## Start WORKING DATA

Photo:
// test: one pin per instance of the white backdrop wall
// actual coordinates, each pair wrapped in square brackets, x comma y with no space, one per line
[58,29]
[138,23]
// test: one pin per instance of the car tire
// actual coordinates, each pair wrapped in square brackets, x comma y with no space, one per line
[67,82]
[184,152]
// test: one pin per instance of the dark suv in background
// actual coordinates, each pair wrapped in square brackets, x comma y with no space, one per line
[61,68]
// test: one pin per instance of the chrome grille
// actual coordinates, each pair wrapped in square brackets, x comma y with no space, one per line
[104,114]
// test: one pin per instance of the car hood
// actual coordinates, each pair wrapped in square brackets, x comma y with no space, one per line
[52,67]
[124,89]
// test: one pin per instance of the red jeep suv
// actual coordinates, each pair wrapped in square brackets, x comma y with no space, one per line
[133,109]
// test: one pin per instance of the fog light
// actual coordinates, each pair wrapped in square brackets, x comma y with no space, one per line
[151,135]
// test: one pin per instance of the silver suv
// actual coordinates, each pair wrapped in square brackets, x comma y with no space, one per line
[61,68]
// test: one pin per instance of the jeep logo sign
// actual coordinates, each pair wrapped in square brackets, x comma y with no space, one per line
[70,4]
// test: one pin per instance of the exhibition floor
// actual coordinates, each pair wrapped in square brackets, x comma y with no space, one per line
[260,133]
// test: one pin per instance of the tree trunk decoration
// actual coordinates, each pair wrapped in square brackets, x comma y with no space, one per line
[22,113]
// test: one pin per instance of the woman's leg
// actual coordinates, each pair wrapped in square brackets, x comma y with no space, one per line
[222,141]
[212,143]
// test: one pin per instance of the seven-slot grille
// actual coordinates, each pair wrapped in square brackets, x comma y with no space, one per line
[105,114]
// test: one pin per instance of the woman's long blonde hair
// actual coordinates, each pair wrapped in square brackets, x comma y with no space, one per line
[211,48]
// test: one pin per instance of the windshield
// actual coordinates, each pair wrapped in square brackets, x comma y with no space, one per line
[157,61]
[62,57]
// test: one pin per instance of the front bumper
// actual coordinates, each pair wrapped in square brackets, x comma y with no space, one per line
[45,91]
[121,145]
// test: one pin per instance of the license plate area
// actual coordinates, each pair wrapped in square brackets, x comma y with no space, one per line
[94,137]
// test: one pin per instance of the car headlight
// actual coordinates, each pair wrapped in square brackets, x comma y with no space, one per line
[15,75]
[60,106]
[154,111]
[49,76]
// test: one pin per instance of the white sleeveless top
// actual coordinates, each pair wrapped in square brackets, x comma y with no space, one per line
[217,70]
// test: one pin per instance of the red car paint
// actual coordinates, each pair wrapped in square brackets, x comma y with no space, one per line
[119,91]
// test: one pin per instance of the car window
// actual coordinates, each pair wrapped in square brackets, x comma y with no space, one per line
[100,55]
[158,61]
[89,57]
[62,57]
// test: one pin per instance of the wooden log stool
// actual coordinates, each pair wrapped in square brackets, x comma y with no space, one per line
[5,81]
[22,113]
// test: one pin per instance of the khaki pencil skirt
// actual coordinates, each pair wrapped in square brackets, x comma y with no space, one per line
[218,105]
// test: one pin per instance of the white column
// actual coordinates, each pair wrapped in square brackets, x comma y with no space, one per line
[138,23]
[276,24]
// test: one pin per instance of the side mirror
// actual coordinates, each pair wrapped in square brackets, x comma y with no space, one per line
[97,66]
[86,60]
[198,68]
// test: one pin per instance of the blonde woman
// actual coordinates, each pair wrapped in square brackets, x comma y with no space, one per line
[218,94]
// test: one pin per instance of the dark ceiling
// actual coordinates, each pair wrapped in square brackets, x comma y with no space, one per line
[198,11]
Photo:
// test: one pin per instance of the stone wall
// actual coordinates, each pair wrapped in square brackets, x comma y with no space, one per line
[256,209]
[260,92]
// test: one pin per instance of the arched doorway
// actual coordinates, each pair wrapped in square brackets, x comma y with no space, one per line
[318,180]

## End WORKING DATA

● INSTRUCTIONS TO FOLLOW: Transcribe all of the rows above line for line, without changing a single character.

● FULL RESPONSE:
Photo:
// test: one pin per instance of the white backdrop wall
// actual coordinates, each pair wrapped in square brackets, x comma y with no space, one per line
[58,29]
[138,23]
// test: one pin per instance of the car tire
// actual coordinates, each pair wrapped in square brackets, x comma y with no space, one per line
[67,82]
[184,152]
// test: one pin per instance of the dark suv in background
// actual coordinates, each pair wrapped in square brackets, x comma y with no space, one per line
[61,68]
// test: one pin per instance of the chrome grille
// actual coordinates, each pair wrapped in square brackets, x comma y with no space, one per line
[104,114]
// test: one pin per instance of the car hood
// actual coordinates, each pair wrapped in square brackets, x comma y with no space, one per line
[52,67]
[124,89]
// test: one pin per instance of the red jeep suv
// actual coordinates, each pair wrapped in square brackets, x comma y with no space, one per line
[133,109]
// test: one pin per instance of the fog light
// actual coordinates, each pair wrapped in square brackets, x comma y with no space, one per line
[151,135]
// test: one pin per instance of the silver suv
// actual coordinates, each pair wrapped in square brackets, x comma y with no space, one per line
[61,68]
// test: one pin per instance of the jeep logo sign
// actual coordinates, each pair wrapped in square brackets, x comma y with no space, one per line
[70,4]
// test: one pin per instance of the exhibition floor
// actual coordinates, each pair wrapped in square brackets, x comma y with no space, one per line
[260,133]
// test: one pin per instance of the tree trunk decoration
// actual coordinates, each pair wrapped in square brackets, x comma y with no space, one per line
[22,113]
// test: one pin per instance of the woman's leg
// actual coordinates, each pair wrapped in square brackets, x comma y with no space, one per line
[222,141]
[212,143]
// test: one pin per instance of the seven-slot grille
// actual coordinates, each pair wrapped in square brackets, x comma y with no space, one per line
[105,114]
// test: one pin per instance of the woman's long blonde hair
// actual coordinates, each pair wrapped in square brackets, x comma y with no space, one per line
[211,48]
// test: one pin per instance of the windshield
// actual coordinates, each pair wrapped in square brackets, x comma y with no space, one per line
[157,61]
[62,57]
// test: one pin per instance of the front bumper
// actual coordinates, each pair wrapped in square brackets, x comma y with no space, one per line
[45,91]
[121,145]
// test: one pin per instance of the license plate area
// actual coordinates, each pair wrapped in square brackets, x comma y with no space, one per line
[94,137]
// test: one pin per instance of the car headlight
// actual coordinates, each pair wrapped in square brackets, x comma y with no space, one per line
[15,75]
[60,106]
[154,111]
[49,76]
// test: one pin per instance of the white sleeveless top
// actual coordinates, each pair wrapped in square brackets, x comma y with no space, one per line
[217,70]
// test: one pin per instance of the red car paint
// actual coordinates, each pair wrapped in square brackets, x comma y with no space, one per line
[119,91]
// test: one pin per instance of the car window
// actual coordinates, each pair wrapped in square brackets, x comma y with no space, one per line
[100,55]
[158,61]
[89,57]
[62,57]
// test: one pin per instance of the wooden log stool
// actual coordinates, each pair wrapped in square brackets, x comma y with no space, one per line
[5,81]
[22,113]
// test: one pin per instance of the khaki pencil skirt
// actual coordinates, each pair wrapped in square brackets, x comma y with no space, one per line
[218,105]
// test: one pin per instance of the white column
// actual coordinates, each pair wrapped in square brackets, x comma y with no space, one per line
[138,23]
[276,24]
// test: one pin per instance of the side mirror
// actual coordinates, each pair wrapped in square brackets, x comma y with no space, one per line
[97,66]
[86,60]
[198,68]
// test: one pin per instance of the blonde woman
// actual coordinates, each pair wrapped in square brackets, x comma y with no space, one per line
[218,94]
// test: one pin per instance of the dark ceiling
// actual coordinates, each pair wrapped in square brackets, x comma y with no space, one per line
[198,11]
Photo:
// test: one pin per instance of the stone wall
// actual coordinates, each pair wrapped in square brackets, x comma y with no space, one per line
[256,209]
[260,92]
// test: one pin per instance of the arched doorway
// actual coordinates, each pair wrapped in square brackets, x comma y with no space, one per line
[318,180]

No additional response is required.